And I DEFINITELY do not want to spend 2-3 hours every day commuting.
It feels like I’ve been saying this forever, I know. And I cannot tell you how much energy I’ve spent over the years trying to think my way around my career. (The cliff notes version of the issue: I am almost 40, I am not willing to devote my time AND money to learning a new skill. Whatever it is I end up doing, I cannot spend any more money on education to do so.)
And, too, there’s this idea: I don’t love accounting, but I don’t LOATHE it either.
My friend D and I have a joke: whenever there’s something that gets in the way of our daily chats (aka: work), we’ll respond: work is lame.
And the other day, she responded pretty thoughtfully that, for her, work wasn’t really lame. She liked her work, but when the circumstances prevented her from, say, eating lunch or leaving on time, that’s when it became lame.
It got me thinking. What do I actually LIKE about my work?
I like the people. I like being an expert, where they look to me for answers when they have questions. I like helping them get work done; in most cases they’re so understaffed that they’re truly grateful when I can offload some of the work for them. I like that I know how numbers from transactions flow into the financial statements. I love analyzing budgets; looking at what a company spent last month/quarter/year and where they’d like to dedicate resources this year.
Yes, I don’t LOVE my job, but there’s lots I like. And honestly, given my propensity for becoming obsessive about new ideas and goals in the first place, it’s probably good for my family and life balance that I don’t actually HAVE a job I love.

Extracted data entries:
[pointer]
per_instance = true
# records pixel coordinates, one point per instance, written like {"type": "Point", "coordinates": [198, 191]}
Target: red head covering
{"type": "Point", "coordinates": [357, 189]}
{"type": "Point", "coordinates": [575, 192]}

EXERCISE AIM: In the passage about work, what joke do the writer and friend D share when something interrupts their daily chats? These entries were taken from a separate source.

YOUR SOLUTION: They respond that "work is lame."